◆ Exercise objective
Every line with "instance" in it must be copied from the data.

[Extracted material Boundary: Start]

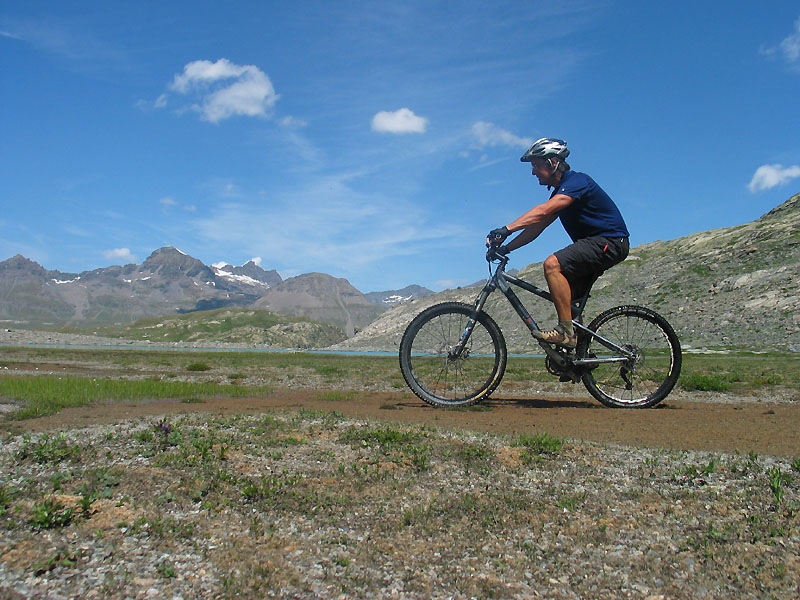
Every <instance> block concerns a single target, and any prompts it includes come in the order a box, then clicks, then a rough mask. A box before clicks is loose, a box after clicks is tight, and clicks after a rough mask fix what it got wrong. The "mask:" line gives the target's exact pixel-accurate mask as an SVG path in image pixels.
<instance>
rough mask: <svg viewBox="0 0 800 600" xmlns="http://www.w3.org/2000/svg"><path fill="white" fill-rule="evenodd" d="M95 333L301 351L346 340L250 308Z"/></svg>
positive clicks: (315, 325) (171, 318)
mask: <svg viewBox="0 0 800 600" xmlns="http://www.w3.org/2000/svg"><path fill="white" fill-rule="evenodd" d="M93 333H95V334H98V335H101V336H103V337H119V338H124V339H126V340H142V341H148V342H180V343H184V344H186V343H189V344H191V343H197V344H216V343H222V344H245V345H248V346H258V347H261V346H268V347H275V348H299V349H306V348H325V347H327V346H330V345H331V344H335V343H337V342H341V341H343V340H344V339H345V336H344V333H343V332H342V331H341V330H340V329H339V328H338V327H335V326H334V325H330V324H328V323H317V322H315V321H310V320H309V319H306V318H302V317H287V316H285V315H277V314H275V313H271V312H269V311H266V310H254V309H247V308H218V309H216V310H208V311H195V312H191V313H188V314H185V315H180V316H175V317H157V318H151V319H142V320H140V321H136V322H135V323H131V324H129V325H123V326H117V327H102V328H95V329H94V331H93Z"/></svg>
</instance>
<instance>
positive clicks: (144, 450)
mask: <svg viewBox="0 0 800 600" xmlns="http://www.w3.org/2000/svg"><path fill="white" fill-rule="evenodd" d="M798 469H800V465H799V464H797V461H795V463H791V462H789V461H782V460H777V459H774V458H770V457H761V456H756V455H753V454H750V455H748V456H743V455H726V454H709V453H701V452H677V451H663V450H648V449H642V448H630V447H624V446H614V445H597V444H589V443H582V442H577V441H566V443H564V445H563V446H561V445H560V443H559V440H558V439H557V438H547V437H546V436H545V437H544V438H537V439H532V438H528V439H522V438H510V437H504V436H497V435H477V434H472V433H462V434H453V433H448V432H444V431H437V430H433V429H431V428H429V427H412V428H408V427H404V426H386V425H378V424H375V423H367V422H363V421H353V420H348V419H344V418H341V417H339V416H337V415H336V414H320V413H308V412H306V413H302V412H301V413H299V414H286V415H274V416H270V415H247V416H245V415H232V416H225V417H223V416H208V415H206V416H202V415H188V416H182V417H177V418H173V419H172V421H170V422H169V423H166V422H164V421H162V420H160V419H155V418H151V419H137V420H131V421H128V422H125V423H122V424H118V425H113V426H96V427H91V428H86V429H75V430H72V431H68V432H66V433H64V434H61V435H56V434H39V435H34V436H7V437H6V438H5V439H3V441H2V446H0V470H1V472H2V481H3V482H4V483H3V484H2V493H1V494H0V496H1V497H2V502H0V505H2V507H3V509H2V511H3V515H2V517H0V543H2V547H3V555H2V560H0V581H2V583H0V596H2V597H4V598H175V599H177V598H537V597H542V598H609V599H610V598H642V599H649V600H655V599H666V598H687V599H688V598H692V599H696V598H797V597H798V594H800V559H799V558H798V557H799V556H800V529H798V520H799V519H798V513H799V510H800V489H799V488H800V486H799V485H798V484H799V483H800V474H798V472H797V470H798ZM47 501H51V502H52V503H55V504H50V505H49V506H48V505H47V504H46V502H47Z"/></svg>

[Extracted material Boundary: End]

◆ Response below
Every <instance> block concerns a single target, and any prompts it includes come in the order a box, then clicks, then a rough mask. A box before clicks is loose, a box after clicks is tight, and clicks after a rough mask fix what it got wrong. The "mask:" line gives the target's exact pixel-accurate mask as an SVG path in image pixels.
<instance>
</instance>
<instance>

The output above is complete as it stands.